▶ [STATED EXERCISE]
Copy every one of the following lines word for word, changing nothing.

▶ [LISTED ENTRIES]
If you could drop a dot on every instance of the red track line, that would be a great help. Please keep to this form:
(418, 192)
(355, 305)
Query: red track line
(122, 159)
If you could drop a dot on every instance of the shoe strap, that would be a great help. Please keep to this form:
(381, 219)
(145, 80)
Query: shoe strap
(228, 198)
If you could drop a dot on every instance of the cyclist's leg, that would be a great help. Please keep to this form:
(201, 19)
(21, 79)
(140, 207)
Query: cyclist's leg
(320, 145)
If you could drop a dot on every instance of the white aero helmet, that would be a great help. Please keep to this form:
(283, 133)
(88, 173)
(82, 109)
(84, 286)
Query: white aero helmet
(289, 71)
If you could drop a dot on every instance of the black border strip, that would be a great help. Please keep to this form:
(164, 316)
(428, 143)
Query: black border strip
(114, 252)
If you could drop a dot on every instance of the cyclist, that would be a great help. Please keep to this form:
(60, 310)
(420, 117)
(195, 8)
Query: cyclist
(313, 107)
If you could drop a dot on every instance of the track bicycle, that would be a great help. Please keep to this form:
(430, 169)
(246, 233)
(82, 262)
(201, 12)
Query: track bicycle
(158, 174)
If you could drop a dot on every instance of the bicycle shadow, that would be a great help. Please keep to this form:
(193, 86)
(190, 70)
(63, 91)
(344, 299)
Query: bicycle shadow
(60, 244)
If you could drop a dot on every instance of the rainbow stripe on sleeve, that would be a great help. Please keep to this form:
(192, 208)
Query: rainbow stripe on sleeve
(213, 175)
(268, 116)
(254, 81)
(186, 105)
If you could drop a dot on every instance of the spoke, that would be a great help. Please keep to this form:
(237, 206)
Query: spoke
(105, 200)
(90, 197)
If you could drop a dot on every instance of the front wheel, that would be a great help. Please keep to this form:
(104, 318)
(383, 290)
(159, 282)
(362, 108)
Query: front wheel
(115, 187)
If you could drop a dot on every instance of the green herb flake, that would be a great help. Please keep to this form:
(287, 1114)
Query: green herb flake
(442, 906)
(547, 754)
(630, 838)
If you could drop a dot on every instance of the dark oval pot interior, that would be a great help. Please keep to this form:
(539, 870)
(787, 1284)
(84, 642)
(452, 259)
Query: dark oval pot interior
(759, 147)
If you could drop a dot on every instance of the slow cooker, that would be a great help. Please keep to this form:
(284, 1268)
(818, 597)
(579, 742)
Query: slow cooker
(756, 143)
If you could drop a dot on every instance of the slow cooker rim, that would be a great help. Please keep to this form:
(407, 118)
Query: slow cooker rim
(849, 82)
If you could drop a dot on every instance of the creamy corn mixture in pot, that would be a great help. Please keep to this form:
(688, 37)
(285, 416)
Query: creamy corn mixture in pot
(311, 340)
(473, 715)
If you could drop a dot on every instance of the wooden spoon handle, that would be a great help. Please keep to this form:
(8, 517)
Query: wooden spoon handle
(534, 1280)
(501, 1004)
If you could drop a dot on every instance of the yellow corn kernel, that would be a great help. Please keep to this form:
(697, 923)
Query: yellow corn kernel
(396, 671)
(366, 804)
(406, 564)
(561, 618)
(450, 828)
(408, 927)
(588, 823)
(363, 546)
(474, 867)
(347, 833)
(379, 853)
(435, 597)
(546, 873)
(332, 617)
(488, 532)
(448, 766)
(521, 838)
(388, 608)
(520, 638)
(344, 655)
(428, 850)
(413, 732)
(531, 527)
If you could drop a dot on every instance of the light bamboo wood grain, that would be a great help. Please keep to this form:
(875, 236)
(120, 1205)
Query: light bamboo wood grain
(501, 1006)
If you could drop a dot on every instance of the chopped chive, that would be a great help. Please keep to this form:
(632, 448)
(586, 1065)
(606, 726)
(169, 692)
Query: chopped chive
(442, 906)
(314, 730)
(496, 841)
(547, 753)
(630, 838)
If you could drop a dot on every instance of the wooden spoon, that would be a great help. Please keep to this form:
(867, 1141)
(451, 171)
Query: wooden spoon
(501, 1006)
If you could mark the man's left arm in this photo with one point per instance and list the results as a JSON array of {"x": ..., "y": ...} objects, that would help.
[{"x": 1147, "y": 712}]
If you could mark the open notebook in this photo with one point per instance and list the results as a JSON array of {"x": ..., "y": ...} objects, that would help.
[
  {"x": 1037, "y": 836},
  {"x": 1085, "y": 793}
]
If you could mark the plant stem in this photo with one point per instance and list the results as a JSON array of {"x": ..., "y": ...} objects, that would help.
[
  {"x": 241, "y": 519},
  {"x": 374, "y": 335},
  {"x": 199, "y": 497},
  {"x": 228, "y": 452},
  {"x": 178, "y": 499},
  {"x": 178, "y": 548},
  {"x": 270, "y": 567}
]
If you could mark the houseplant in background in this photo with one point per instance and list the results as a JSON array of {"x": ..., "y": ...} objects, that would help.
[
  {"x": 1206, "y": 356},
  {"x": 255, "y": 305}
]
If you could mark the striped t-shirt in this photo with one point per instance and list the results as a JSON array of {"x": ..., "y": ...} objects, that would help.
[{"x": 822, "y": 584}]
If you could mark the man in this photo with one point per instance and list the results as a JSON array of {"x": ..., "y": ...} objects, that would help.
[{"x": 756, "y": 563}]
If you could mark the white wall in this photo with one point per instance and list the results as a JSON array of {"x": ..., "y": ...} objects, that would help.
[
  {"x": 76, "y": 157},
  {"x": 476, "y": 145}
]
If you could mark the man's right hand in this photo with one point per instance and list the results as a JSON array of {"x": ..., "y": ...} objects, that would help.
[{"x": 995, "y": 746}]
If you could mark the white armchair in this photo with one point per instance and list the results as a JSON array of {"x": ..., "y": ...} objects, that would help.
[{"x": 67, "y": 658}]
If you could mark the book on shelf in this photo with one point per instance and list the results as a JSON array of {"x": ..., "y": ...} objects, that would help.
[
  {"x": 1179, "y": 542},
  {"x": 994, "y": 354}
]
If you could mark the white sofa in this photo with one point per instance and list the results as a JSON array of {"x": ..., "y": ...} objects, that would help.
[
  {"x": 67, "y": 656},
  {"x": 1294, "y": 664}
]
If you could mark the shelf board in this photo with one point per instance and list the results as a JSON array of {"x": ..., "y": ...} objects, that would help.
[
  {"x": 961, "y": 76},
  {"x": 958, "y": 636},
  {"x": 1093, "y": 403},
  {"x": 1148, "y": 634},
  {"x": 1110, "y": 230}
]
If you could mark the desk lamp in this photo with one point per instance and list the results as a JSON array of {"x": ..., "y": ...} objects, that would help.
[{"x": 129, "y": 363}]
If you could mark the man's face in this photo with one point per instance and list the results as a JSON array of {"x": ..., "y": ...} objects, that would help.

▶ [EXERCISE SOLUTION]
If you could drop a dot on every instance of the red track line, that would be a great help. Please keep to this form:
(418, 192)
(355, 305)
Query: red track line
(122, 159)
If you could drop a dot on every instance of the shoe strap, that would be a great help. Please keep to this form:
(381, 219)
(145, 80)
Query: shoe strap
(228, 198)
If you could drop a dot on every instance of the cyclist's leg, that would be a great help. Please keep to this form:
(201, 19)
(21, 79)
(140, 207)
Query: cyclist's leg
(320, 145)
If you could drop a dot on every instance of the white aero helmet, that would be a great help. Please keep to this form:
(283, 133)
(88, 173)
(82, 109)
(84, 286)
Query: white aero helmet
(289, 71)
If you could drop a dot on every instance of the black border strip, that would be a great help. Please keep to this form:
(164, 316)
(428, 143)
Query: black border strip
(114, 252)
If you could drop a dot on every instance of the cyclist, that would be a great help. Please keep to this form:
(60, 310)
(420, 117)
(195, 8)
Query: cyclist
(313, 107)
If you could drop a dot on every instance of the track bicycle, that would be a great help. Please keep to this form:
(430, 169)
(246, 233)
(82, 262)
(201, 12)
Query: track bicycle
(158, 174)
If you could drop a dot on every instance of the bicycle shadow, that would be a great help. Please keep to this form:
(193, 86)
(190, 70)
(63, 91)
(344, 299)
Query: bicycle shadow
(60, 244)
If you could drop a dot on every instance of the rainbow stripe on sleeve, that would be a great help. Please keep to this form:
(192, 208)
Query: rainbow stripe on sleeve
(213, 175)
(268, 116)
(254, 81)
(186, 105)
If you could drop a dot on every instance of the spoke, that would be a great help. Please keep to this form:
(237, 206)
Query: spoke
(105, 200)
(90, 197)
If you could drop a dot on every instance of the front wheel, that would be a great help. Please keep to this form:
(104, 318)
(383, 290)
(159, 282)
(362, 108)
Query: front wheel
(115, 187)
If you could drop a dot on every instance of the green herb flake, that would be a great help. Please keep to this form:
(287, 1114)
Query: green herb flake
(442, 906)
(547, 754)
(630, 838)
If you could drop a dot on every instance of the dark oval pot interior, that would be a great help. Please keep to this form:
(539, 870)
(787, 1284)
(84, 642)
(452, 259)
Query: dark oval pot interior
(759, 147)
If you could drop a dot on every instance of the slow cooker, that would be a great help. Please keep to this form:
(284, 1268)
(818, 597)
(579, 742)
Query: slow cooker
(756, 143)
If you could drop a dot on every instance of the slow cooker rim, that would be a great help. Please keep to this form:
(407, 118)
Query: slow cooker rim
(849, 82)
If you could drop a dot on every instance of the creamy corn mixture in pot, that would be a great help. Please keep to this form:
(688, 37)
(285, 416)
Query: creamy corn mixture in pot
(311, 340)
(473, 715)
If you could drop a dot on every instance of the wooden spoon handle, that would be a great help. Please keep to this form:
(8, 517)
Query: wooden spoon handle
(534, 1280)
(501, 1004)
If you could drop a dot on every instance of the yellow corn kernel, that would be a great help. Please keep to this form:
(697, 923)
Query: yellow corn kernel
(396, 671)
(366, 804)
(406, 564)
(561, 618)
(450, 828)
(408, 927)
(588, 823)
(363, 546)
(474, 867)
(347, 833)
(379, 853)
(435, 597)
(546, 873)
(332, 617)
(488, 532)
(448, 766)
(521, 838)
(388, 608)
(520, 638)
(344, 655)
(428, 850)
(413, 732)
(531, 527)
If you could drop a dot on every instance of the light bamboo wood grain, that would be a great help. Please keep to this form:
(875, 236)
(120, 1205)
Query: light bamboo wood grain
(501, 1006)
If you could drop a dot on every instance of the chopped chive, that would be a great help. Please keep to this form:
(632, 448)
(586, 1065)
(606, 726)
(169, 692)
Query: chopped chive
(442, 906)
(314, 730)
(496, 841)
(547, 753)
(630, 838)
If you could drop a dot on every instance of the wooden spoon, that would be a great help. Please keep to this form:
(867, 1141)
(451, 171)
Query: wooden spoon
(501, 1006)
If you could mark the man's left arm in this photo with one point per instance and list the results as a JSON array of {"x": ..., "y": ...} objects, that would help.
[{"x": 1147, "y": 712}]
If you could mark the open notebook in this photo with one point per instance and list the results as a JSON array of {"x": ..., "y": ...} objects, that would help.
[
  {"x": 1037, "y": 836},
  {"x": 1085, "y": 793}
]
If you could mark the plant stem in this photo with one point per instance and list the results as a JSON array of {"x": ..., "y": ...} objects, that would help.
[
  {"x": 241, "y": 519},
  {"x": 374, "y": 335},
  {"x": 199, "y": 497},
  {"x": 228, "y": 452},
  {"x": 178, "y": 499},
  {"x": 178, "y": 548},
  {"x": 270, "y": 567}
]
If you could mark the houseplant in background in this photo with one point per instance and list the results as a JSON array of {"x": ..., "y": ...} objects, that would help.
[
  {"x": 1206, "y": 356},
  {"x": 255, "y": 305}
]
If you could mark the striped t-shirt in this photo with one point per instance and list the results as a JSON array of {"x": ..., "y": ...} objects, that would help.
[{"x": 822, "y": 584}]
If you could mark the man in this photo with one point per instance and list the results as a JSON array of {"x": ..., "y": ...} objects, that would help.
[{"x": 756, "y": 563}]
If you could mark the white wall in this photo with one point per instance and list the results as a JSON array of {"x": ..., "y": ...} objects, that would help.
[
  {"x": 76, "y": 157},
  {"x": 476, "y": 145}
]
If you could mark the man's right hand in this photo with one point per instance and list the results as a JSON array of {"x": ..., "y": ...} objects, that would help.
[{"x": 995, "y": 746}]
If you could mark the white armchair in this photo with one point per instance and list the results as a JSON array of {"x": ..., "y": ...} objects, that would help.
[{"x": 67, "y": 658}]
If you could mark the book on shelf in this photo with one point per instance and list the results as a JSON array of {"x": ..., "y": ...} objects, that would help.
[
  {"x": 1179, "y": 542},
  {"x": 994, "y": 354}
]
If you could mark the white sofa in this photo with one point per instance and list the results as a JSON array of {"x": ..., "y": ...} objects, that would help.
[
  {"x": 67, "y": 656},
  {"x": 1294, "y": 664}
]
If you could mark the shelf board in this photo with one point per instance and list the results as a JSON array of {"x": ..., "y": ...} objects, that would help.
[
  {"x": 961, "y": 76},
  {"x": 958, "y": 636},
  {"x": 1093, "y": 403},
  {"x": 1148, "y": 634},
  {"x": 1110, "y": 230}
]
If you could mark the desk lamp in this photo with one point per instance and list the results as a JSON array of {"x": ..., "y": ...} objects, that would help.
[{"x": 129, "y": 363}]
If you could mark the man's face in this photo with one point per instance and list the results as a JSON array of {"x": ..., "y": ...} objects, that would help.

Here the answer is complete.